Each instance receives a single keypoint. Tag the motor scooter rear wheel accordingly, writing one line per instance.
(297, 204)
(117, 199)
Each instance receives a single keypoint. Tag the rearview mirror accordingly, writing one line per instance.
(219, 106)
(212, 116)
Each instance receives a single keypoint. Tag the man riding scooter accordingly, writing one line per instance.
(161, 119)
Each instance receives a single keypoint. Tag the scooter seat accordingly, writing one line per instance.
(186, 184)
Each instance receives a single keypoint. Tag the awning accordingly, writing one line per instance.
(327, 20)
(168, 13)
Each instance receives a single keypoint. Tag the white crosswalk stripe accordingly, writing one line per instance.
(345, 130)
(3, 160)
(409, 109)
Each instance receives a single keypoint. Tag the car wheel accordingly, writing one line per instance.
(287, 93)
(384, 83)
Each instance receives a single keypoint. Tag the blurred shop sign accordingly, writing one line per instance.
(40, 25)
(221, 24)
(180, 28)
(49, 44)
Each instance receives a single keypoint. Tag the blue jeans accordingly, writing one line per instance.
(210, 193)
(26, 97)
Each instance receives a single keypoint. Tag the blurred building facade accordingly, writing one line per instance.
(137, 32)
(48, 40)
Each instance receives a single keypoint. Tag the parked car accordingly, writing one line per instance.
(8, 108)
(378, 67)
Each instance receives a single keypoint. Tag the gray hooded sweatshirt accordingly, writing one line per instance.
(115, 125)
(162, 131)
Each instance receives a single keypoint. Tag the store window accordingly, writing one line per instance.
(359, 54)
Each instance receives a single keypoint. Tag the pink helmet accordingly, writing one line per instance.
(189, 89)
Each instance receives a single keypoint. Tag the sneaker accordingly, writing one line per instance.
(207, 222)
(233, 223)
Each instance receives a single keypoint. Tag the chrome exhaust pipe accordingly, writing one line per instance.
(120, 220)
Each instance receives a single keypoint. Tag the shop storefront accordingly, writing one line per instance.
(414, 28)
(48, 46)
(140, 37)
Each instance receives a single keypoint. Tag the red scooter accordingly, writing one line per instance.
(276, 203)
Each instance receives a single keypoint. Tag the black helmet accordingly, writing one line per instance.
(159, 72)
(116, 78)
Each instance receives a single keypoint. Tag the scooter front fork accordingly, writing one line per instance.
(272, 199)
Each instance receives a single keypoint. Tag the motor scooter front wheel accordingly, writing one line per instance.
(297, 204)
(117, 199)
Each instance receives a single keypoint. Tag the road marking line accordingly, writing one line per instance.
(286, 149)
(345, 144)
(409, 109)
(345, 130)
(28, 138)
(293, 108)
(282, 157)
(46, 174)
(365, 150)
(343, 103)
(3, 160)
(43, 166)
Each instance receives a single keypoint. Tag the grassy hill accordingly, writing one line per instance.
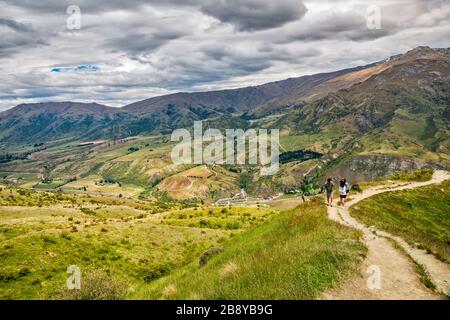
(123, 242)
(131, 249)
(297, 254)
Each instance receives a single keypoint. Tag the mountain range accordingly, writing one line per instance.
(398, 105)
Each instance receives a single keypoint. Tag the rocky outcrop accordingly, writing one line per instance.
(373, 167)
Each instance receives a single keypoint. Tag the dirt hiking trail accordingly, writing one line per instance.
(399, 279)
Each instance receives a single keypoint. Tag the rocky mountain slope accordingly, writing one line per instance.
(399, 106)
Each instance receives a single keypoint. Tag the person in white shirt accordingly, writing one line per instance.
(342, 192)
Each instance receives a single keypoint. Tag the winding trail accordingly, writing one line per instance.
(399, 279)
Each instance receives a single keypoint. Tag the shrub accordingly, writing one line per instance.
(208, 254)
(97, 285)
(418, 175)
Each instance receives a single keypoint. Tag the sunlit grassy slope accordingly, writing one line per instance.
(295, 255)
(129, 242)
(420, 216)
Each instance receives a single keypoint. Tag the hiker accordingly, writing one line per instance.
(342, 192)
(329, 190)
(347, 186)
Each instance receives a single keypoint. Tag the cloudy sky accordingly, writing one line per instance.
(127, 51)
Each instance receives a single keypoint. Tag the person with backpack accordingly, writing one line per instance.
(342, 192)
(328, 187)
(347, 186)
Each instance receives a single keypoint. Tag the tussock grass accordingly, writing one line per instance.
(418, 175)
(297, 254)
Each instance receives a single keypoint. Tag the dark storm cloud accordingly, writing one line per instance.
(250, 15)
(16, 36)
(340, 26)
(15, 25)
(90, 6)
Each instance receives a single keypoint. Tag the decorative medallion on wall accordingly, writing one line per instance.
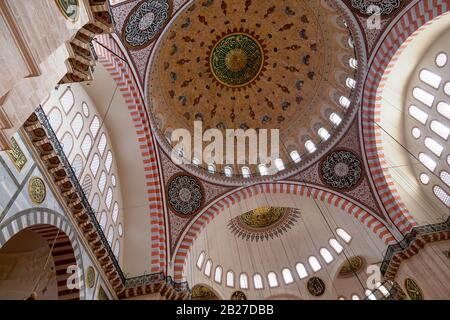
(341, 170)
(351, 267)
(413, 289)
(16, 155)
(385, 6)
(185, 195)
(200, 292)
(316, 286)
(70, 9)
(37, 190)
(90, 277)
(263, 223)
(236, 60)
(146, 22)
(238, 296)
(101, 295)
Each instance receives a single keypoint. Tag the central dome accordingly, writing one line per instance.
(251, 65)
(236, 60)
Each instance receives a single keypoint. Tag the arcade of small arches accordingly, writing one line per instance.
(360, 188)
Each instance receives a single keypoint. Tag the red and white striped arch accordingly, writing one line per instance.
(216, 208)
(60, 236)
(405, 29)
(121, 72)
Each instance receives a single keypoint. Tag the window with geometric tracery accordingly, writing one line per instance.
(429, 112)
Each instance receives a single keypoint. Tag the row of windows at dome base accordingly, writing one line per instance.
(433, 126)
(272, 277)
(263, 169)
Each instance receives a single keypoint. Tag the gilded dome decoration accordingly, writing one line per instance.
——
• **Short exercise**:
Copy out all the entries exactly. Images stay out of the copy.

• **Answer below**:
Each instance receives a single keypoint. Tag the motor scooter rear wheel accordingly, writing one line per instance.
(297, 204)
(117, 199)
Each instance receives a single keypoint. Tag the rearview mirror accordingly, writing one line per instance.
(219, 106)
(212, 116)
Each instance receives a single keypoint. Tag the man riding scooter accordingly, writing one line per instance.
(161, 119)
Each instance receives a single keypoint. Tag the scooter seat accordingly, writing one line per instance.
(186, 184)
Each instance receives a single keypoint. Tag the awning accordingly, writing one line per instance.
(327, 20)
(168, 13)
Each instance receives a single keypoint. Tag the white crosswalk stripe accordingly, writing one line per instance.
(345, 130)
(3, 160)
(409, 109)
Each instance receives a single keypoint. Tag the car wheel accordingly, writing one line per instance.
(287, 93)
(384, 83)
Each instance receives a single keypoint. Tag the blurred shop sign accordingly, writing one line per instance.
(40, 25)
(221, 24)
(180, 28)
(49, 44)
Each instance receives a single keypoint. Tag the blue jeans accordingly, writing one line per instance.
(210, 193)
(26, 97)
Each instance receives a single keypoint. Tag the blurred building facade accordingly, writing one line per instance.
(137, 32)
(48, 40)
Each instance receives a single keypoint. Tag the parked car accordingly, writing one line per instance.
(8, 108)
(378, 67)
Each instance receives a single keypoint. Tag the gray hooded sweatshirt accordingly, writing one line per instance.
(115, 125)
(162, 131)
Each instance receives a single keypoint. Tag the store window accordingly, writing one line per instance.
(359, 54)
Each instance receives a single keypoint. Tag the pink helmet accordingly, writing one line per instance.
(189, 89)
Each instance receives a single keypoint. Tag the sneaker accordingly, writing one line per instance.
(207, 222)
(233, 223)
Each instance receives a single keypoint. Tag the chrome exhaust pipe accordingly, writing one line per instance.
(120, 220)
Each instance receives a single keypoint. Tag the shop storefront accordingly, writing one line per instance.
(414, 28)
(48, 46)
(140, 37)
Each instance receives a single keypoint. Tag the red scooter accordingly, writing one line per instance.
(276, 203)
Each instance receives a single keypoint. Tag the black helmet accordingly, writing one line per instance.
(159, 72)
(116, 78)
Each instance receives a single keypoint. Tag the scooter front fork accordingly, writing one line per instance.
(272, 199)
Each instance receives a single keypoint. Tag the motor scooter front wheel accordingly, writing one line per instance.
(297, 204)
(117, 199)
Each instance receives a single keypoint. Tag the road marking line accordingly, writing one line per instance.
(286, 149)
(345, 144)
(409, 109)
(345, 130)
(28, 138)
(293, 108)
(282, 157)
(46, 174)
(365, 150)
(343, 103)
(3, 160)
(43, 166)
Each instance receives a single keypoint. Tag the grassy hill accordingly, writing one line per instance.
(123, 242)
(131, 249)
(297, 254)
Each instance receives a single keypoint. Tag the mountain range accordingly, writing one line per instance.
(398, 105)
Each instance receives a single keypoint. Tag the rocky outcrop accordingly, writing one line per instance.
(373, 167)
Each instance receives a single keypoint. Tag the dirt hiking trail accordingly, writing one line per instance.
(399, 279)
Each instance receives a single keypoint. Tag the rocky mountain slope accordingly, writing one line per instance.
(399, 106)
Each instance receives a single keypoint. Tag the person in white shirt accordingly, writing one line per instance.
(342, 192)
Each instance receives a single keypoint. Tag the winding trail accordingly, writing one line per instance.
(399, 279)
Each instance receives a single keypoint. Tag the shrub accordingly, writing one line per instance.
(208, 254)
(97, 285)
(418, 175)
Each instance receives a single keypoint. Tag the sunlit grassy slope accordingly, writing one line per instance.
(295, 255)
(129, 242)
(420, 216)
Each instance receives a single keypoint. Tag the hiker accordingly, writing one line per instance.
(342, 192)
(329, 190)
(347, 186)
Each instance receives a single keypoint. Tag the cloudy sky accordingly, writing one line per instance.
(127, 51)
Each instance receives a single keypoint. Tag the person with backpack accordingly, writing one line per instance.
(342, 192)
(328, 187)
(347, 186)
Each instance receives a single keypoint. Tag the tussock grass accordingly, writing one line per instance.
(418, 175)
(297, 254)
Each instance receives a single keypoint. Tag the dark storm cloud accordingly, writing one line per instance.
(250, 15)
(16, 36)
(340, 26)
(15, 25)
(90, 6)
Each instance receives a single keypoint. Tag the decorative medallion on wall accordingly, writing one line per instance.
(341, 170)
(351, 267)
(413, 289)
(16, 155)
(385, 6)
(185, 195)
(200, 292)
(316, 286)
(70, 9)
(37, 190)
(90, 277)
(263, 223)
(236, 60)
(146, 22)
(238, 296)
(101, 295)
Each instance receives a single keypoint. Tag the central dome accordingly, writing one line per instance.
(251, 65)
(236, 60)
Each instance receives a single keypoint. Tag the arcade of small arches accordingly, writing one line per instance.
(360, 188)
Each instance receives a single keypoint. Tag the red and white striped arch accordingly, writing one line per instance.
(216, 208)
(60, 236)
(405, 29)
(121, 72)
Each instance receives a single keypoint. Tag the window with geometric tracery accordingly, writing one line per instance.
(429, 112)
Each instance receives a single keypoint. Tag the row of windows at dome base accordingly, writing one line per instance.
(433, 126)
(272, 277)
(263, 169)
Each instance receives a single keypoint. Tag the gilded dome decoration accordingly, writing one line per instance.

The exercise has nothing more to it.